Render the rows as a JSON list of strings, one string per line with blank lines dropped. Begin at the start of the rows, stop after the line that contains "261], [594, 261]]", and leave the pictures out.

-------- Records to use

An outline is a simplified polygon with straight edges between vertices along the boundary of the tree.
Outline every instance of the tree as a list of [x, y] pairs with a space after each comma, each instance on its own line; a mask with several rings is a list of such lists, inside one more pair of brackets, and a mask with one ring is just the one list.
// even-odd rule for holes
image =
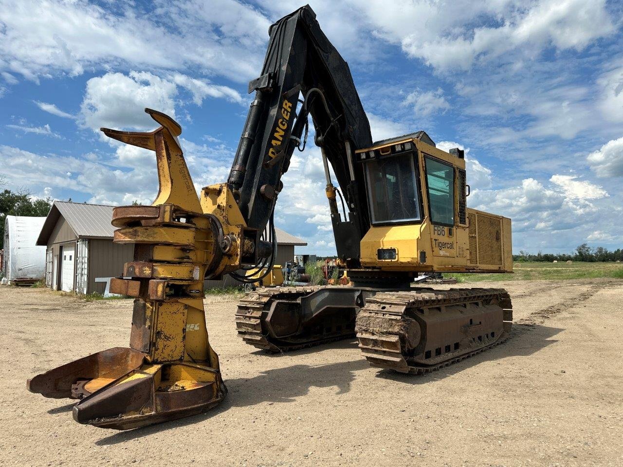
[[24, 190], [16, 192], [5, 189], [0, 192], [0, 249], [4, 248], [4, 223], [7, 215], [45, 216], [51, 207], [49, 197], [32, 199], [31, 194]]
[[595, 257], [591, 251], [591, 247], [587, 243], [582, 245], [576, 248], [578, 252], [578, 261], [594, 261]]

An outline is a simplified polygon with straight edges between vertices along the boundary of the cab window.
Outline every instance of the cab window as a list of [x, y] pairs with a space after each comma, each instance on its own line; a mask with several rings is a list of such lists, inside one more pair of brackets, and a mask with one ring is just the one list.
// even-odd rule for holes
[[414, 159], [408, 153], [366, 163], [373, 223], [421, 220]]
[[454, 167], [428, 156], [426, 184], [430, 222], [454, 225]]

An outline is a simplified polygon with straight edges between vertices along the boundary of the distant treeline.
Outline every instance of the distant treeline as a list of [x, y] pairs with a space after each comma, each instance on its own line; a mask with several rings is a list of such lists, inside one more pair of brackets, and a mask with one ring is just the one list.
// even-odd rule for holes
[[550, 253], [539, 252], [533, 255], [528, 252], [520, 250], [518, 255], [513, 255], [513, 261], [523, 262], [543, 262], [551, 263], [553, 261], [584, 261], [589, 263], [602, 261], [621, 261], [623, 262], [623, 250], [617, 248], [609, 251], [607, 248], [597, 247], [592, 248], [586, 243], [582, 243], [576, 251], [571, 254], [560, 253], [553, 255]]

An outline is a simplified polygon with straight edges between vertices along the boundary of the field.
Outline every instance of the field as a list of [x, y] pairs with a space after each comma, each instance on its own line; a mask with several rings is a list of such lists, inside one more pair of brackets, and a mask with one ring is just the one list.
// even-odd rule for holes
[[354, 339], [256, 351], [236, 334], [237, 299], [210, 295], [225, 402], [125, 432], [76, 423], [72, 401], [29, 393], [26, 380], [126, 346], [131, 301], [0, 286], [0, 465], [623, 465], [623, 280], [504, 277], [478, 286], [508, 290], [511, 339], [416, 377], [371, 368]]
[[623, 279], [622, 263], [515, 263], [513, 274], [444, 274], [459, 282], [509, 280], [567, 280], [569, 279]]

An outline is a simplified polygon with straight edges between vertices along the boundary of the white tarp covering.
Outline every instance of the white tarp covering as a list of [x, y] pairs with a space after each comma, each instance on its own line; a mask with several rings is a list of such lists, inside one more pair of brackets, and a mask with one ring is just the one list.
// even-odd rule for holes
[[4, 224], [4, 271], [9, 281], [42, 279], [45, 276], [45, 247], [37, 238], [45, 217], [7, 215]]

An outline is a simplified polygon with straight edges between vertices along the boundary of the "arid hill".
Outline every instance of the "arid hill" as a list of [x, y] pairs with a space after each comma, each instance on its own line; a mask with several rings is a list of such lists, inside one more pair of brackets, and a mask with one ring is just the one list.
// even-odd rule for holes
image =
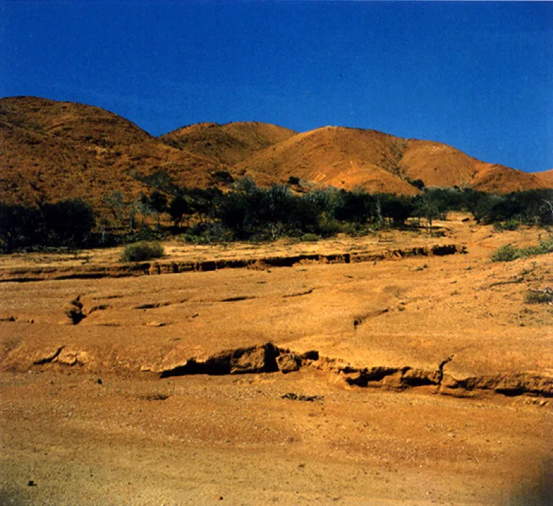
[[313, 186], [412, 195], [408, 180], [485, 191], [553, 187], [552, 171], [530, 174], [479, 161], [449, 146], [373, 130], [325, 126], [303, 133], [258, 122], [200, 123], [154, 138], [99, 107], [35, 97], [0, 99], [0, 198], [10, 203], [82, 197], [101, 207], [127, 200], [165, 172], [178, 185], [223, 184], [218, 171], [260, 185], [290, 176]]
[[278, 144], [297, 132], [268, 123], [239, 122], [218, 124], [196, 123], [158, 138], [179, 149], [234, 165], [263, 148]]
[[238, 168], [265, 184], [292, 176], [320, 185], [407, 195], [416, 191], [407, 179], [422, 179], [427, 186], [464, 185], [501, 194], [552, 185], [440, 142], [336, 126], [298, 134], [260, 151]]
[[165, 171], [179, 184], [207, 186], [226, 169], [99, 107], [34, 97], [0, 100], [0, 198], [12, 203], [83, 197], [97, 205], [115, 190], [148, 192], [140, 174]]
[[324, 126], [299, 133], [238, 164], [261, 184], [290, 176], [353, 189], [413, 195], [401, 178], [402, 139], [373, 130]]
[[545, 182], [548, 187], [553, 187], [553, 169], [543, 172], [534, 172], [532, 176], [535, 176], [542, 182]]

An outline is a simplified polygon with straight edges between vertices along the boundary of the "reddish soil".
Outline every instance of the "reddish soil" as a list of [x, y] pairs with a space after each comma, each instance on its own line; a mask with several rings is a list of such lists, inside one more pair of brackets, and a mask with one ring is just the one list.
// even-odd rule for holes
[[197, 123], [177, 129], [158, 138], [169, 146], [234, 165], [256, 151], [297, 133], [282, 126], [254, 122]]
[[3, 201], [83, 198], [104, 214], [106, 194], [120, 191], [130, 202], [151, 190], [140, 178], [160, 171], [177, 185], [203, 187], [227, 187], [218, 171], [247, 174], [261, 185], [288, 183], [294, 176], [304, 180], [303, 191], [331, 185], [412, 195], [418, 190], [408, 178], [498, 193], [553, 187], [547, 174], [372, 130], [325, 126], [297, 133], [259, 122], [201, 123], [155, 138], [100, 108], [35, 97], [0, 99], [0, 142]]
[[[553, 310], [525, 297], [553, 256], [492, 263], [543, 232], [463, 218], [438, 238], [172, 243], [159, 261], [227, 262], [207, 272], [115, 277], [120, 250], [3, 257], [0, 498], [547, 504]], [[104, 274], [55, 279], [84, 267]]]

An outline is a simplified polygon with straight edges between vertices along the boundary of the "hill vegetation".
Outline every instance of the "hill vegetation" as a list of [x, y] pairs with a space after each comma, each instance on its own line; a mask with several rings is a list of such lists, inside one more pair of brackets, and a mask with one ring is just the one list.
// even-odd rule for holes
[[551, 224], [552, 171], [373, 130], [200, 123], [156, 138], [98, 107], [16, 97], [0, 99], [0, 140], [5, 250], [169, 229], [209, 242], [431, 227], [458, 209], [498, 229]]

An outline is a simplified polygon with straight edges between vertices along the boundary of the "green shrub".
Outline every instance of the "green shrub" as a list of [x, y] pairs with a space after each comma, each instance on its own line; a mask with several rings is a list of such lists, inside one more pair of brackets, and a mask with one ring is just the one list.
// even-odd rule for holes
[[496, 250], [491, 258], [493, 262], [512, 262], [516, 259], [525, 259], [527, 256], [548, 253], [553, 253], [553, 236], [541, 240], [537, 246], [515, 247], [512, 244], [505, 244]]
[[121, 259], [125, 262], [140, 262], [150, 259], [159, 259], [163, 256], [163, 246], [159, 243], [140, 243], [129, 244], [123, 250]]
[[499, 232], [505, 232], [505, 230], [516, 230], [521, 225], [522, 223], [520, 220], [512, 218], [503, 223], [500, 221], [494, 221], [494, 229]]
[[318, 236], [317, 234], [304, 234], [299, 238], [299, 240], [305, 243], [317, 243], [321, 240], [321, 236]]

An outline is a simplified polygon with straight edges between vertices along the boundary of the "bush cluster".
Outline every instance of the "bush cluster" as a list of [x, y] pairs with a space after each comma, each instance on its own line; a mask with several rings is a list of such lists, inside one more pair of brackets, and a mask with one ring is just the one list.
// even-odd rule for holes
[[[217, 177], [228, 179], [226, 174], [216, 174]], [[296, 183], [296, 180], [290, 177], [289, 183]], [[549, 189], [499, 196], [469, 189], [425, 187], [413, 182], [422, 188], [413, 197], [332, 187], [294, 194], [285, 185], [261, 188], [244, 178], [235, 180], [223, 194], [216, 187], [179, 187], [163, 171], [143, 176], [140, 180], [155, 188], [150, 195], [126, 202], [122, 194], [115, 191], [105, 196], [103, 200], [113, 223], [122, 227], [128, 221], [126, 236], [108, 233], [106, 216], [100, 229], [94, 232], [92, 209], [80, 200], [38, 207], [0, 203], [0, 249], [9, 252], [35, 246], [113, 245], [159, 239], [168, 230], [162, 227], [164, 216], [170, 216], [173, 233], [185, 232], [187, 241], [198, 243], [236, 239], [271, 241], [280, 237], [307, 236], [315, 240], [339, 233], [356, 236], [382, 227], [402, 227], [413, 218], [419, 224], [424, 219], [431, 233], [435, 220], [457, 210], [470, 212], [479, 223], [494, 223], [498, 231], [514, 229], [523, 224], [553, 225], [553, 190]], [[137, 214], [155, 216], [156, 231], [151, 230], [144, 219], [136, 228]], [[194, 225], [189, 226], [193, 217]], [[184, 230], [182, 223], [187, 225]]]
[[141, 262], [161, 258], [164, 253], [163, 246], [160, 243], [141, 241], [126, 246], [121, 254], [121, 259], [125, 262]]

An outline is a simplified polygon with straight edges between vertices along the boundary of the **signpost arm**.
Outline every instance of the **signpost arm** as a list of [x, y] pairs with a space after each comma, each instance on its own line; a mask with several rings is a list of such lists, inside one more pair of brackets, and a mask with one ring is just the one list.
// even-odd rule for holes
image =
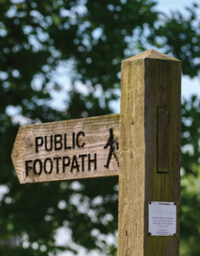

----------------

#### [Solved exercise]
[
  "An outline is a simplified polygon with straight edges between vertices along the boundary of the tree.",
  "Outline every instance of the tree as a list of [x, y] pairs with a space after each comma, each instance on its own line; a mask with several rings is a list of such lists, inside one more pair of brackets, and a mask with one ring is just the one list.",
  "// even-odd rule for holes",
  "image =",
  "[[24, 190], [16, 192], [5, 189], [0, 192], [0, 249], [4, 248], [4, 223], [7, 215], [45, 216], [51, 207], [49, 197], [32, 199], [31, 194]]",
  "[[595, 257], [591, 251], [591, 247], [587, 243], [582, 245], [576, 248], [578, 252], [578, 261], [594, 261]]"
]